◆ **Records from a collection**
┄┄┄┄┄┄┄┄┄┄┄┄┄┄┄┄┄┄┄┄
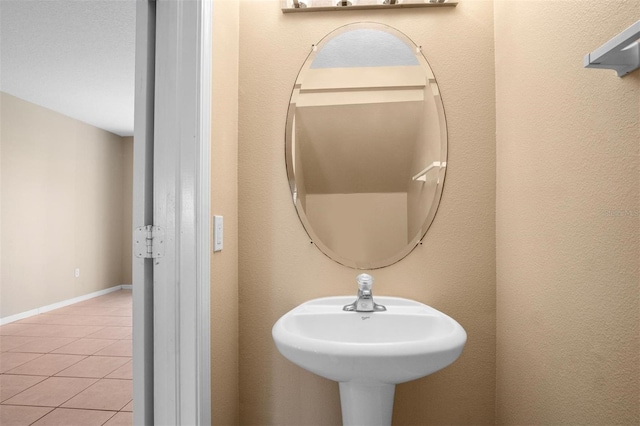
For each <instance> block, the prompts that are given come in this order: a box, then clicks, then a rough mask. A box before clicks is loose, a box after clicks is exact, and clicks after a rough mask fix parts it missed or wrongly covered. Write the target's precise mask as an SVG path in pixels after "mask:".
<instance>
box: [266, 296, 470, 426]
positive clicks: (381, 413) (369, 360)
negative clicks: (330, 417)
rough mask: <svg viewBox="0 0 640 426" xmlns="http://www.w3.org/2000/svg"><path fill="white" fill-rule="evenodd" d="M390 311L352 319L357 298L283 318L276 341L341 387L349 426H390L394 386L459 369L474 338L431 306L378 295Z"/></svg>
mask: <svg viewBox="0 0 640 426" xmlns="http://www.w3.org/2000/svg"><path fill="white" fill-rule="evenodd" d="M375 301H376V303H378V304H381V305H384V306H386V308H387V310H386V311H385V312H346V311H343V309H342V308H343V306H345V305H347V304H349V303H351V302H353V296H339V297H326V298H322V299H314V300H310V301H308V302H306V303H303V304H301V305H300V306H298V307H296V308H294V309H293V310H291V311H289V312H287V313H286V314H284V315H283V316H282V317H281V318H280V319H279V320H278V321H277V322H276V323H275V325H274V326H273V330H272V333H273V340H274V341H275V343H276V346H277V348H278V350H279V351H280V353H281V354H282V355H283V356H284V357H285V358H287V359H288V360H289V361H291V362H293V363H294V364H297V365H298V366H300V367H302V368H304V369H306V370H309V371H311V372H313V373H315V374H318V375H319V376H322V377H326V378H327V379H331V380H335V381H337V382H339V383H340V401H341V404H342V422H343V424H344V425H349V426H351V425H360V426H362V425H367V426H371V425H391V416H392V412H393V395H394V391H395V385H396V384H398V383H403V382H407V381H409V380H414V379H418V378H420V377H424V376H426V375H429V374H431V373H433V372H436V371H438V370H440V369H442V368H444V367H446V366H448V365H449V364H451V363H452V362H454V361H455V360H456V359H457V358H458V357H459V356H460V353H461V352H462V348H463V347H464V344H465V342H466V341H467V334H466V332H465V331H464V329H463V328H462V326H460V324H458V323H457V322H456V321H455V320H454V319H453V318H451V317H449V316H447V315H445V314H443V313H442V312H440V311H437V310H435V309H433V308H431V307H430V306H427V305H425V304H422V303H419V302H416V301H413V300H409V299H402V298H398V297H384V296H382V297H380V296H376V298H375Z"/></svg>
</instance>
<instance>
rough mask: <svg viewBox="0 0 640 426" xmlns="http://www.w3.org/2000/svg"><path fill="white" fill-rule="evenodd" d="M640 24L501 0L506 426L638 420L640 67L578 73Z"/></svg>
mask: <svg viewBox="0 0 640 426" xmlns="http://www.w3.org/2000/svg"><path fill="white" fill-rule="evenodd" d="M639 17H640V2H638V1H628V2H623V1H617V0H607V1H598V2H595V1H594V2H590V1H581V2H570V1H497V2H496V8H495V23H496V86H497V87H496V89H497V96H496V101H497V135H498V137H497V204H496V205H497V213H496V214H497V220H496V223H497V261H498V266H497V308H498V311H497V318H498V320H497V336H498V337H497V342H498V344H497V366H498V370H497V415H498V421H499V423H501V424H627V425H631V424H636V425H637V424H639V423H640V405H639V404H638V398H639V396H640V358H639V357H640V341H639V339H640V337H639V336H640V329H639V326H638V325H639V310H640V307H639V302H640V301H639V298H638V296H639V294H638V292H639V282H640V277H639V272H638V268H639V266H640V264H639V261H640V240H639V239H640V233H639V229H640V223H639V220H640V217H639V214H638V212H639V211H640V202H639V192H640V187H639V179H638V176H639V159H640V157H639V144H640V142H639V141H640V126H639V123H638V120H639V117H640V73H639V72H635V73H634V74H631V75H629V76H627V77H624V78H622V79H620V78H618V77H616V75H615V72H614V71H611V70H591V69H584V68H583V67H582V57H583V55H584V54H586V53H588V52H590V51H592V50H594V49H595V48H597V47H599V46H600V45H601V44H603V43H604V42H605V41H607V40H608V39H609V38H611V37H612V36H614V35H615V34H617V33H619V32H620V31H621V30H623V29H625V28H626V27H628V26H629V25H631V24H632V23H633V22H635V21H636V20H637V19H638V18H639ZM446 100H447V97H446V95H445V102H446ZM452 160H453V159H452ZM452 165H453V161H452ZM448 182H450V181H448ZM449 190H451V188H450V187H446V188H445V198H446V192H447V191H449ZM625 212H628V213H625ZM436 222H437V220H436Z"/></svg>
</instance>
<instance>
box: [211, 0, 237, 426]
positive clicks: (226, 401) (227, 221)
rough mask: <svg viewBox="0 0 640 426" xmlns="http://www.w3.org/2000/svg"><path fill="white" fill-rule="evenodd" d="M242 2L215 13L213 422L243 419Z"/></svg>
mask: <svg viewBox="0 0 640 426" xmlns="http://www.w3.org/2000/svg"><path fill="white" fill-rule="evenodd" d="M238 4H239V3H238V0H220V1H215V3H214V14H213V64H212V66H213V68H212V72H213V82H212V83H213V86H212V117H211V183H212V185H211V209H212V214H214V215H222V216H224V249H223V250H222V251H221V252H217V253H213V254H212V257H211V277H212V280H211V337H212V338H211V382H212V384H213V385H212V389H211V408H212V423H213V424H214V425H236V424H238V398H239V396H238V36H239V35H238V31H239V30H238V27H239V6H238ZM211 229H213V227H212V228H211Z"/></svg>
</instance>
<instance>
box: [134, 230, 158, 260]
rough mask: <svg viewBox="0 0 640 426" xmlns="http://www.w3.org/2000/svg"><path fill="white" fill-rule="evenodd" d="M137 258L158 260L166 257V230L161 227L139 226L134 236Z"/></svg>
mask: <svg viewBox="0 0 640 426" xmlns="http://www.w3.org/2000/svg"><path fill="white" fill-rule="evenodd" d="M133 241H134V245H133V250H134V253H135V255H136V257H140V258H145V259H147V258H149V259H157V258H159V257H162V256H164V230H163V229H162V228H160V227H159V226H152V225H147V226H139V227H137V228H136V230H135V232H134V235H133Z"/></svg>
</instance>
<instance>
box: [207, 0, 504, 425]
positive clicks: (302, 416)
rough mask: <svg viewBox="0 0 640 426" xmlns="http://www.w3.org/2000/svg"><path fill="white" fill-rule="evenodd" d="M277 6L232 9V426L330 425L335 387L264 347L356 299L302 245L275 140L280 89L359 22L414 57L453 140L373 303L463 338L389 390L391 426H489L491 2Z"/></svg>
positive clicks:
┄┄┄┄┄┄┄┄┄┄┄┄┄┄┄┄┄┄┄┄
Exact wording is required throughout: write out all the records, but no pictures.

◆ **WRITTEN REPLY**
For each <instance> block, the prompts that are given come in this order: a box, then clicks, then a rough mask. A box before clicks is loose, a box after clicks is exact, and clicks after a rough mask fix parts it missed or wrongly covered. Write the target's precise mask as an SVG path in pixels after "mask:".
<instance>
box: [266, 296, 470, 426]
positive clicks: (381, 413) (369, 360)
negative clicks: (330, 417)
rough mask: <svg viewBox="0 0 640 426" xmlns="http://www.w3.org/2000/svg"><path fill="white" fill-rule="evenodd" d="M390 311L352 319L357 298L283 318L276 341L341 387L349 426H390L394 386L459 369L474 338L431 306L378 295Z"/></svg>
mask: <svg viewBox="0 0 640 426" xmlns="http://www.w3.org/2000/svg"><path fill="white" fill-rule="evenodd" d="M375 301H376V303H378V304H381V305H384V306H386V308H387V310H386V311H385V312H346V311H343V309H342V308H343V306H345V305H347V304H349V303H351V302H353V296H339V297H326V298H322V299H314V300H310V301H308V302H306V303H303V304H301V305H300V306H298V307H296V308H294V309H293V310H291V311H289V312H287V313H286V314H284V315H283V316H282V317H281V318H280V319H279V320H278V321H277V322H276V323H275V325H274V326H273V330H272V333H273V340H274V341H275V343H276V346H277V348H278V350H279V351H280V353H281V354H282V355H283V356H284V357H285V358H287V359H288V360H289V361H291V362H293V363H294V364H297V365H298V366H300V367H302V368H304V369H306V370H309V371H311V372H313V373H315V374H318V375H319V376H322V377H326V378H327V379H331V380H335V381H337V382H339V383H340V401H341V404H342V422H343V424H344V425H349V426H351V425H360V426H362V425H367V426H371V425H391V416H392V412H393V395H394V391H395V385H396V384H398V383H403V382H407V381H409V380H414V379H418V378H420V377H424V376H426V375H429V374H431V373H433V372H436V371H438V370H440V369H442V368H444V367H446V366H448V365H449V364H451V363H452V362H454V361H455V360H456V359H457V358H458V357H459V356H460V353H461V352H462V348H463V347H464V344H465V342H466V341H467V334H466V332H465V331H464V329H463V328H462V326H460V324H458V323H457V322H456V321H455V320H454V319H453V318H451V317H449V316H447V315H445V314H443V313H442V312H440V311H437V310H435V309H433V308H431V307H430V306H427V305H425V304H422V303H419V302H416V301H413V300H409V299H402V298H398V297H384V296H382V297H380V296H376V298H375Z"/></svg>
</instance>
<instance>
rough mask: <svg viewBox="0 0 640 426" xmlns="http://www.w3.org/2000/svg"><path fill="white" fill-rule="evenodd" d="M640 24L501 0L506 426L638 420L640 67L578 73Z"/></svg>
mask: <svg viewBox="0 0 640 426" xmlns="http://www.w3.org/2000/svg"><path fill="white" fill-rule="evenodd" d="M639 17H640V2H638V1H628V2H623V1H617V0H607V1H598V2H595V1H594V2H590V1H581V2H570V1H497V2H496V8H495V23H496V86H497V87H496V89H497V96H496V101H497V135H498V137H497V204H496V205H497V213H496V214H497V220H496V223H497V261H498V266H497V308H498V311H497V318H498V320H497V336H498V337H497V342H498V344H497V366H498V370H497V415H498V421H499V423H501V424H627V425H631V424H636V425H637V424H639V423H640V405H639V404H638V398H639V396H640V358H639V357H640V341H639V339H640V337H639V336H640V329H639V326H638V325H639V310H640V307H639V302H640V301H639V298H638V296H639V294H638V292H639V282H640V277H639V272H638V268H639V266H640V264H639V261H640V240H639V239H640V233H639V229H640V223H639V220H640V217H639V214H638V212H639V211H640V202H639V192H640V187H639V179H638V176H639V159H640V157H639V144H640V142H639V141H640V126H639V123H638V120H639V117H640V73H639V72H635V73H634V74H631V75H629V76H627V77H624V78H622V79H620V78H618V77H616V75H615V72H614V71H611V70H591V69H584V68H583V67H582V57H583V55H584V54H586V53H588V52H590V51H592V50H594V49H595V48H597V47H599V46H600V45H601V44H603V43H604V42H605V41H607V40H608V39H609V38H611V37H612V36H614V35H615V34H617V33H619V32H620V31H621V30H623V29H625V28H626V27H628V26H629V25H631V24H632V23H633V22H635V21H636V20H637V19H638V18H639ZM446 100H447V97H446V95H445V102H446ZM452 160H453V159H452ZM452 165H453V161H452ZM448 182H450V181H448ZM449 190H451V188H450V187H446V188H445V198H446V192H447V191H449ZM625 212H628V213H625ZM436 222H437V220H436Z"/></svg>
</instance>
<instance>
box: [211, 0, 237, 426]
positive clicks: (226, 401) (227, 221)
rough mask: <svg viewBox="0 0 640 426" xmlns="http://www.w3.org/2000/svg"><path fill="white" fill-rule="evenodd" d="M242 2L215 13L213 422L243 419Z"/></svg>
mask: <svg viewBox="0 0 640 426" xmlns="http://www.w3.org/2000/svg"><path fill="white" fill-rule="evenodd" d="M238 4H239V3H238V0H220V1H215V3H214V14H213V64H212V66H213V68H212V72H213V82H212V83H213V86H212V117H211V183H212V185H211V209H212V214H214V215H222V216H224V249H223V250H222V251H221V252H217V253H213V254H212V257H211V277H212V280H211V337H212V338H211V382H212V384H213V385H212V389H211V408H212V423H213V424H214V425H236V424H238V398H239V396H238V36H239V35H238V31H239V30H238V27H239V6H238ZM211 229H213V227H212V228H211Z"/></svg>
</instance>
<instance>
box: [134, 230, 158, 260]
rough mask: <svg viewBox="0 0 640 426" xmlns="http://www.w3.org/2000/svg"><path fill="white" fill-rule="evenodd" d="M137 258L158 260L166 257V230L161 227L139 226L134 236Z"/></svg>
mask: <svg viewBox="0 0 640 426" xmlns="http://www.w3.org/2000/svg"><path fill="white" fill-rule="evenodd" d="M133 241H134V245H133V250H134V253H135V255H136V257H140V258H145V259H147V258H149V259H157V258H159V257H162V256H164V230H163V229H162V228H160V227H159V226H152V225H147V226H139V227H137V228H136V230H135V232H134V235H133Z"/></svg>
</instance>
<instance>
box: [207, 0, 504, 425]
positive clicks: (302, 416)
rough mask: <svg viewBox="0 0 640 426" xmlns="http://www.w3.org/2000/svg"><path fill="white" fill-rule="evenodd" d="M277 6L232 9V426L330 425L335 387L264 347L356 299L302 245L275 140L280 89L359 22L414 57L453 140L373 303L463 338L389 390L391 426H489L491 2Z"/></svg>
positive clicks:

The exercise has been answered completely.